Aim => Reproduce every one of the items below line for line, without changing any character.

Provided records =>
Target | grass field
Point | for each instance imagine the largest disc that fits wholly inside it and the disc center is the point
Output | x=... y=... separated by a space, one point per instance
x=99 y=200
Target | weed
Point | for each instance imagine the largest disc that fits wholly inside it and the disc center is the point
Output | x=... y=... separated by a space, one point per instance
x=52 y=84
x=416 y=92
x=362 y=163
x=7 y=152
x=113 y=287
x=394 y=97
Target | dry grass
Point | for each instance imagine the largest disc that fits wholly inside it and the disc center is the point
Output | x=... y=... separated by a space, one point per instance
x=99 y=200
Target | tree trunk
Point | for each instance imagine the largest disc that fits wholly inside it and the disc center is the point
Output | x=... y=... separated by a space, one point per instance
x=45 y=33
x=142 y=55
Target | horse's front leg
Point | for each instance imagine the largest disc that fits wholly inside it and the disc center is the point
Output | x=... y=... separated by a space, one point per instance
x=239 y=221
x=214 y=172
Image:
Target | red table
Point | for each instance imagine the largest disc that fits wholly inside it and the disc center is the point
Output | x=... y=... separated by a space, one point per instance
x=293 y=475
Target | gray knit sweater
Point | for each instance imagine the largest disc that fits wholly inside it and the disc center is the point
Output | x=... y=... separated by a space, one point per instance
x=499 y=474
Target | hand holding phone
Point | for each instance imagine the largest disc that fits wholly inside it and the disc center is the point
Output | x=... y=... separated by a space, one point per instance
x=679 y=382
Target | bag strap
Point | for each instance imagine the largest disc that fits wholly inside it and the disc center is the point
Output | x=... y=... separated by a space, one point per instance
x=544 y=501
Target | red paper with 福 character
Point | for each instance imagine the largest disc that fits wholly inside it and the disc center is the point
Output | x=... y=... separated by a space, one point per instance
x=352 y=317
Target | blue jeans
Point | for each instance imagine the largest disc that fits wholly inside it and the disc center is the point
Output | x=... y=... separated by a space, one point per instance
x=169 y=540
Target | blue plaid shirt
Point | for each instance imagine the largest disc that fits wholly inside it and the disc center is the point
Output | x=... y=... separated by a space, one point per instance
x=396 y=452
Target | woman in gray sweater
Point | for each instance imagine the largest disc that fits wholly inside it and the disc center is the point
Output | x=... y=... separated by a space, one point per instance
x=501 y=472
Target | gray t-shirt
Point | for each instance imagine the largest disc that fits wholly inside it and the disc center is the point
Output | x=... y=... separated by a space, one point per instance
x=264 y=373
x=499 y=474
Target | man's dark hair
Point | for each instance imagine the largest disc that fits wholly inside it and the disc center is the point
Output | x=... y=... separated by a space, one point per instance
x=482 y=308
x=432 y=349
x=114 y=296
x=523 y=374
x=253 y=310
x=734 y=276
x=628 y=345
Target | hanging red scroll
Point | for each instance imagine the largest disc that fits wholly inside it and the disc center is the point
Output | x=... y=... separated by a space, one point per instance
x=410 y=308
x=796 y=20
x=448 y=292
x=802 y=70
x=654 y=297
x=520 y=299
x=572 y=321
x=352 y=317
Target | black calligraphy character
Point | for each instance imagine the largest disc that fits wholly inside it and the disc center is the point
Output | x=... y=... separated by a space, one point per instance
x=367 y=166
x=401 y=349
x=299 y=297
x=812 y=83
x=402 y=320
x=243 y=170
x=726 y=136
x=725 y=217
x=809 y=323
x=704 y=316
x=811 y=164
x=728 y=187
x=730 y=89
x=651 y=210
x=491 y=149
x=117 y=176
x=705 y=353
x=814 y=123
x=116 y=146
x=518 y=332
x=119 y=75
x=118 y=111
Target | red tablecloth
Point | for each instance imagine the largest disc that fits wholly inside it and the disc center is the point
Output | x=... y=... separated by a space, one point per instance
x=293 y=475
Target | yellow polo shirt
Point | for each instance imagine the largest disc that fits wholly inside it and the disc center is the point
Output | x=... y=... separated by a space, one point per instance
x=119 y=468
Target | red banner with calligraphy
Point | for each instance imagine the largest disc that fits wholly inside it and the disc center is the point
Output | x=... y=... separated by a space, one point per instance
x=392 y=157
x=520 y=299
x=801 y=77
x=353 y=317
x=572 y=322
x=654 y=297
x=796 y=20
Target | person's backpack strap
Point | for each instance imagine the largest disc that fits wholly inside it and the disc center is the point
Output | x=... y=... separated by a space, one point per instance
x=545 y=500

Exercise result =>
Target | grass field
Point | for each instance imagine the largest disc that fits wholly inside it and the disc center is the point
Output | x=... y=... separated by a space, one point per instance
x=99 y=200
Target | weed
Point | for each instance imagine the largest disc that fits wholly inside it and the disc center is the point
Output | x=... y=... separated by a space, one point per instance
x=52 y=84
x=416 y=92
x=362 y=163
x=7 y=152
x=113 y=287
x=394 y=97
Target | dry grass
Point | for each instance imagine the largest disc that fits wholly inside it and the disc center is the point
Output | x=... y=... separated by a space, one point per instance
x=99 y=200
Target | tree trunk
Point | for each instance imagine the largest disc that fits wholly inside it and the disc center is the point
Output | x=... y=... separated by a space, one point per instance
x=45 y=33
x=142 y=55
Target | horse's front leg
Point | for each instance imagine the largest disc that fits wholly inside it and the disc center is the point
Output | x=... y=... separated by a space, one point per instance
x=239 y=221
x=214 y=172
Image:
Target | red table
Point | for each instance imagine the largest disc that fits wholly inside it and the disc center is the point
Output | x=... y=... separated by a space, one point per instance
x=293 y=475
Target | gray knit sweater
Point | for each instance imagine the largest disc that fits wholly inside it and the disc center is the point
Output | x=... y=... separated by a space, one point per instance
x=499 y=474
Target | hand holding phone
Point | for each instance imagine the largest disc that fits wholly inside it and the disc center is the point
Output | x=... y=... separated by a space, one point per instance
x=679 y=382
Target | bag strap
Point | for each instance imagine the largest disc that fits wholly inside it and the disc center is the point
Output | x=... y=... separated by a space, one point per instance
x=544 y=501
Target | red paper with 福 character
Point | for each instance imagine the largest disc that fits wholly inside it and the disc center is the point
Output | x=... y=... separated by a space, one point per instance
x=352 y=317
Target | blue jeans
Point | for each instance imagine the largest disc that fits wholly inside it and the disc center is the point
Output | x=... y=... separated by a space, one point per instance
x=169 y=540
Target | blue plaid shirt
Point | for each instance imagine the largest disc that fits wholly inside it and the disc center is the point
Output | x=... y=... separated by a space, one point per instance
x=396 y=452
Target | woman in gray sweater
Point | for each instance imagine the largest disc that fits wholly inside it and the disc center is the point
Output | x=... y=... separated by a space, one point per instance
x=501 y=472
Target | gray t-shirt
Point | for each instance imagine the largest disc that fits wholly inside it and the disc center is the point
Output | x=... y=... separated by a space, one point per instance
x=264 y=373
x=499 y=474
Target | man's dark hair
Point | for each instance imagine the largest disc that fits wholly inside it and the disc center is the point
Output | x=... y=... separated by a space, one point per instance
x=482 y=308
x=432 y=349
x=114 y=296
x=523 y=374
x=253 y=310
x=734 y=276
x=628 y=345
Target | hanging red scroll
Point | for each instance imagine the largest disc that fits wholly inside it and the disc center is the point
Output | x=... y=... separated by a space, one point per instance
x=410 y=308
x=796 y=20
x=448 y=292
x=802 y=70
x=654 y=297
x=520 y=299
x=572 y=321
x=352 y=317
Target | black calligraphy character
Point | for each instance imagine the largest disc that fits wholly inside it and the disc center is the point
Output | x=... y=... separated by a space, one point per instance
x=367 y=166
x=401 y=349
x=299 y=297
x=812 y=83
x=402 y=320
x=243 y=170
x=726 y=136
x=725 y=217
x=809 y=323
x=704 y=316
x=811 y=164
x=728 y=187
x=730 y=89
x=651 y=210
x=491 y=149
x=117 y=176
x=705 y=353
x=814 y=123
x=116 y=146
x=518 y=332
x=119 y=75
x=118 y=111
Target | red tablecloth
Point | for each instance imagine the largest disc that fits wholly inside it and the disc center is the point
Output | x=... y=... separated by a space, one point per instance
x=293 y=475
Target | yellow polo shirt
Point | for each instance imagine the largest disc that fits wholly inside it and the disc center is the point
Output | x=... y=... separated by a space, one point per instance
x=119 y=468
Target | red banner with calligraphy
Point | for each instance imagine the largest disc that fits wholly inside it and the disc center is the point
Output | x=... y=... separated by a space, one point per instance
x=392 y=157
x=520 y=299
x=801 y=77
x=353 y=317
x=572 y=322
x=654 y=297
x=796 y=20
Target | person's backpack strap
Point | for each instance imagine the largest disc that fits wholly inside it and the disc center is the point
Output | x=... y=... separated by a space, one point per instance
x=545 y=500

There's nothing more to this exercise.